Reproduce the items from the line containing "the green shirt?" through the line containing "[412,51,600,419]", inclusive, swapping "green" for "red" and keeping everything else unchanged.

** START OF Records supplied **

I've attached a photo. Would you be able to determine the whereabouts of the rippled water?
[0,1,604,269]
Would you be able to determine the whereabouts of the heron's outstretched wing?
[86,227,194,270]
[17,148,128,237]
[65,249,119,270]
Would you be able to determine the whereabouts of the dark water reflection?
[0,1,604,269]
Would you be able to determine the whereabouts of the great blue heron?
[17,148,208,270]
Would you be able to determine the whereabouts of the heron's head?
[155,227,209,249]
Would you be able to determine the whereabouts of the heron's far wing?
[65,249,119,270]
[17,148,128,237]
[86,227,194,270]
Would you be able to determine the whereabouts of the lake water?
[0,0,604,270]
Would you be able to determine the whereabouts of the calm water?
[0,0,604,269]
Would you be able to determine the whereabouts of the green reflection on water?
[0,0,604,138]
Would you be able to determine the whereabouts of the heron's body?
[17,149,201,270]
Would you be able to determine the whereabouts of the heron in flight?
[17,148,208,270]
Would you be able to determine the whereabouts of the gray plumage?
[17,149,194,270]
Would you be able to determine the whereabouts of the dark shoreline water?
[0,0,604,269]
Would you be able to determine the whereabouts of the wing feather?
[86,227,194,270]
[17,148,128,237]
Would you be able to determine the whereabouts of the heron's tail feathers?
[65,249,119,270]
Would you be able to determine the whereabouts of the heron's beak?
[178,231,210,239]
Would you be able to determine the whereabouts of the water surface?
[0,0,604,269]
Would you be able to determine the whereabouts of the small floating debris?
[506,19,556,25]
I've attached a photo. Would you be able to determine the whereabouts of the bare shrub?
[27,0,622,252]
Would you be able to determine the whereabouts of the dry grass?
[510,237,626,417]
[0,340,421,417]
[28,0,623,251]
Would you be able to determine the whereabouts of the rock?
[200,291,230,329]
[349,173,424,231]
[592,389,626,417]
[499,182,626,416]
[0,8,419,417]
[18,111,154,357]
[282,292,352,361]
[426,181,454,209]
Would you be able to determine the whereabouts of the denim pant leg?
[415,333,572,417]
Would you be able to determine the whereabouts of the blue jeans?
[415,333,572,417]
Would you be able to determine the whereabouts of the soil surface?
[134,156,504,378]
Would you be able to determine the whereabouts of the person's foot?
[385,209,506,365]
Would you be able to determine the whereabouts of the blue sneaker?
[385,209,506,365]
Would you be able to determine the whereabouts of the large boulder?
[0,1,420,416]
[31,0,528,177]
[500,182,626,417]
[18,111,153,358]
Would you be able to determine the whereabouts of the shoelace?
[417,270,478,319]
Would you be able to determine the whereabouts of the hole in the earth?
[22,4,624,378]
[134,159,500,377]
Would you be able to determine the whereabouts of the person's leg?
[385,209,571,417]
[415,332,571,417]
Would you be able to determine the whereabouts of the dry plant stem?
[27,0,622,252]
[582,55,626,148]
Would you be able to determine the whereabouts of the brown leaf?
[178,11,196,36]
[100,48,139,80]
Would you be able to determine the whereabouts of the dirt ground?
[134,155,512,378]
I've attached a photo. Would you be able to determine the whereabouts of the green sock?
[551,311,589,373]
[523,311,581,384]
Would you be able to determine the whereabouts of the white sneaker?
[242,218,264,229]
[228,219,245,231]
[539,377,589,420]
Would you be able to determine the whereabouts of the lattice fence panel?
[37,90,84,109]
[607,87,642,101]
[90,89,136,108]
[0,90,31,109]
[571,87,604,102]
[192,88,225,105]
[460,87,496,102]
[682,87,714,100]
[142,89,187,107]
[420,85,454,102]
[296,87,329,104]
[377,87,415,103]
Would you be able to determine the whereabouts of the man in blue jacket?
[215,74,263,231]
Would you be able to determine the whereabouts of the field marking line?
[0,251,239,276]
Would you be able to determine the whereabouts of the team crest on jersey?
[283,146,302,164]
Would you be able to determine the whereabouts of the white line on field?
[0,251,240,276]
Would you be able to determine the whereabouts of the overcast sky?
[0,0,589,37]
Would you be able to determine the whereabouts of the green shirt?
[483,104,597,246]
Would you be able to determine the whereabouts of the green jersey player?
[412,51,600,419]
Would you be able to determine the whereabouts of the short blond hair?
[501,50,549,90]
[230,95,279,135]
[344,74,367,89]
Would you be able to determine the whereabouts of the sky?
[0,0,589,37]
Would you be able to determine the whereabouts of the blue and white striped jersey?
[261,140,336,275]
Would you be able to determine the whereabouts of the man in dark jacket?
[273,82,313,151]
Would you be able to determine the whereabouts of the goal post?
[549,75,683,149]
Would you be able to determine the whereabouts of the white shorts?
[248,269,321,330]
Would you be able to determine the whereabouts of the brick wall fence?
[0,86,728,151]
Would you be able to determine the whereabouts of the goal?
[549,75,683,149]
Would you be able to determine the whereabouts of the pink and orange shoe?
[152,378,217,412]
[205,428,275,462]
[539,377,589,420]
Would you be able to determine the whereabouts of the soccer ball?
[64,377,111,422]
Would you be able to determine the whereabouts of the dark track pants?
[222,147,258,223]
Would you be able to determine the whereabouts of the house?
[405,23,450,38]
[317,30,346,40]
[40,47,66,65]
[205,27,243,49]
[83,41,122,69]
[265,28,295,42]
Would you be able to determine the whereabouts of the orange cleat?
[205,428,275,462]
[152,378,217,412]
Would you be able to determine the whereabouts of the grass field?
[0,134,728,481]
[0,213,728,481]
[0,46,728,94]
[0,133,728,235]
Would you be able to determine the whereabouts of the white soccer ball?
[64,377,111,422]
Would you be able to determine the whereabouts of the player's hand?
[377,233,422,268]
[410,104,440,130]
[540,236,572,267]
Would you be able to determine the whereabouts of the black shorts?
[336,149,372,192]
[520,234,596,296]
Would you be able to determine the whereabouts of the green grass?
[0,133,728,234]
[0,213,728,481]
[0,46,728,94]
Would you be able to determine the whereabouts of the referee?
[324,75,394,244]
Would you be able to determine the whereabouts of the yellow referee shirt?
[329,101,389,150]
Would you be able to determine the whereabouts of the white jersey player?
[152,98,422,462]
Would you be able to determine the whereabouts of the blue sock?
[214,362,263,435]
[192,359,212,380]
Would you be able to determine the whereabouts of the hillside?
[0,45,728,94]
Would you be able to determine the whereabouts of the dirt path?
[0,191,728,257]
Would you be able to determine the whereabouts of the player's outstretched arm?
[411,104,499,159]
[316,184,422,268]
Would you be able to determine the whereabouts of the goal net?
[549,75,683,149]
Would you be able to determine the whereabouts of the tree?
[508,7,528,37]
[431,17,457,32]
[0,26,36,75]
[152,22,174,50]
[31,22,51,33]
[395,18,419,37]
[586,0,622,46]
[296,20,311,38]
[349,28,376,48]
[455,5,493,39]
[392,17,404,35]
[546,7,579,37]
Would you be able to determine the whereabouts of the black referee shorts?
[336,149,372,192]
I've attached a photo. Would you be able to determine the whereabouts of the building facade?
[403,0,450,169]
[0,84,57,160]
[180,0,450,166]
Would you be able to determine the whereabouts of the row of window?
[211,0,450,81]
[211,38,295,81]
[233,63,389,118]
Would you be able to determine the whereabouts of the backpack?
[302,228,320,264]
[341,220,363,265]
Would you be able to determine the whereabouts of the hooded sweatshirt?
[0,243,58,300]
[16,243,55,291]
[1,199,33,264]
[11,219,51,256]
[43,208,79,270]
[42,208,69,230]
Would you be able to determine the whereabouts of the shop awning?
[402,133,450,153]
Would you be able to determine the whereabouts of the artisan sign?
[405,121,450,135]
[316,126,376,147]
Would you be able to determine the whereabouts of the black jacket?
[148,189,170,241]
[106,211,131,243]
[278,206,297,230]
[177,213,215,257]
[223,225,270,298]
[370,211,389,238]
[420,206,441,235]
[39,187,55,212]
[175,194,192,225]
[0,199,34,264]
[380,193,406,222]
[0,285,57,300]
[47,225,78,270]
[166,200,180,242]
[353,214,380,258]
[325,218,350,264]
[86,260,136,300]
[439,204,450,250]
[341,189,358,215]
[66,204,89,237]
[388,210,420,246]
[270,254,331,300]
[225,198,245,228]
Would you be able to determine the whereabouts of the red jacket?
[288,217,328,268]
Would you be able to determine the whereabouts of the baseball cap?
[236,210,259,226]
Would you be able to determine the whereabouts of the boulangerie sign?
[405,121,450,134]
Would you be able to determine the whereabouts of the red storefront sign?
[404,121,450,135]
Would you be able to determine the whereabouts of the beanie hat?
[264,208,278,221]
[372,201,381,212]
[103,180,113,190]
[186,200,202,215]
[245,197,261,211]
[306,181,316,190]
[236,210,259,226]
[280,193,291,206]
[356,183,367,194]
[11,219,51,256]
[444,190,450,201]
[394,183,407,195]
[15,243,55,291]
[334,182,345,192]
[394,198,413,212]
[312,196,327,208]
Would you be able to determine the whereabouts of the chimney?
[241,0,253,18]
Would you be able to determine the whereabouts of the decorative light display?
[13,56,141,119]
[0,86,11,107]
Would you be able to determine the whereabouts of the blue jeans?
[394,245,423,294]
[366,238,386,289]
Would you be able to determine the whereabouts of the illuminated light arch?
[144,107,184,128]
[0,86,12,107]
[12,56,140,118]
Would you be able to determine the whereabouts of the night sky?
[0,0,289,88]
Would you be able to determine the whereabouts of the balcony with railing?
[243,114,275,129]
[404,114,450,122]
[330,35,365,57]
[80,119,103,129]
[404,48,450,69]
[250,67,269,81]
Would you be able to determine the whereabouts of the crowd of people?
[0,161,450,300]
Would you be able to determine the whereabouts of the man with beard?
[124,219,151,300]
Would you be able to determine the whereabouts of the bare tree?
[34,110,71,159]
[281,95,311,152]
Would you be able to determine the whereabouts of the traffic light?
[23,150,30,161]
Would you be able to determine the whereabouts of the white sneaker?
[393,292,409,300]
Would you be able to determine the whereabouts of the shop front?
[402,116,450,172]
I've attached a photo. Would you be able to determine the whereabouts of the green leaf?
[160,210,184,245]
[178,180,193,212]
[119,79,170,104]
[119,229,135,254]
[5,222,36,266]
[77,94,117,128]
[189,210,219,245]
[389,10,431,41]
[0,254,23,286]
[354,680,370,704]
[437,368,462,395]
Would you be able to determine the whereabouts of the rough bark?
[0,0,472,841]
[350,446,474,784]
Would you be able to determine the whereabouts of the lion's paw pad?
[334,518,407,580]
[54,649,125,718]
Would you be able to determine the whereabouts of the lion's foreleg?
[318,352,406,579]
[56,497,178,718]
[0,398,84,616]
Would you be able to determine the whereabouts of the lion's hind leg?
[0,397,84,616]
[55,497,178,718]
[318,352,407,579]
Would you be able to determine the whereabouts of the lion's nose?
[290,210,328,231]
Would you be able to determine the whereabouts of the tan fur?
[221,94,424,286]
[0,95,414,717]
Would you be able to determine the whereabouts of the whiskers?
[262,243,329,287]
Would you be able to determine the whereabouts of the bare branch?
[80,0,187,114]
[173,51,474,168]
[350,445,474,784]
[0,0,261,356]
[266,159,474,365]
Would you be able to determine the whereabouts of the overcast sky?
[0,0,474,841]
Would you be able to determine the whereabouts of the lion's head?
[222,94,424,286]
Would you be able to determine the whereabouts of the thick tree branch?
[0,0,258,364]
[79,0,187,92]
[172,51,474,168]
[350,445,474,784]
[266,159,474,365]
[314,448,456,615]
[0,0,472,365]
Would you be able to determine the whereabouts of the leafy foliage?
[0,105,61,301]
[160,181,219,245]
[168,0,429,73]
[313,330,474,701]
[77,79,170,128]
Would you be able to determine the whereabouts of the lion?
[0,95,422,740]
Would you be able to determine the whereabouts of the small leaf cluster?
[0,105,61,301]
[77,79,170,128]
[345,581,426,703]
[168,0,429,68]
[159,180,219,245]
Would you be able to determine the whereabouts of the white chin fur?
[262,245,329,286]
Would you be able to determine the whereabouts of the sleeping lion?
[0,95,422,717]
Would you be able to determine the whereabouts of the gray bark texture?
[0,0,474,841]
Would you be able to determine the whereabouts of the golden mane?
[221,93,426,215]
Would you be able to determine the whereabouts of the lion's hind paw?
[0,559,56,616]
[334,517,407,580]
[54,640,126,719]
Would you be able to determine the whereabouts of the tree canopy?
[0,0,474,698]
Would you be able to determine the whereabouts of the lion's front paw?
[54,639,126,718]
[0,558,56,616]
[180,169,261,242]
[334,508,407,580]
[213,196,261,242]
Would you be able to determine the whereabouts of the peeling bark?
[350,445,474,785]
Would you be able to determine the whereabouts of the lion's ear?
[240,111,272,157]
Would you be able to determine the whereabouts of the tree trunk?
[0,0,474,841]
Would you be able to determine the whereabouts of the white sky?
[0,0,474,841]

** END OF Records supplied **

Expected answer »
Would you be able to determine the whereabouts of the red shirt?
[483,104,597,246]
Would you be able to determine the whereabouts of the red jersey player?
[412,51,600,419]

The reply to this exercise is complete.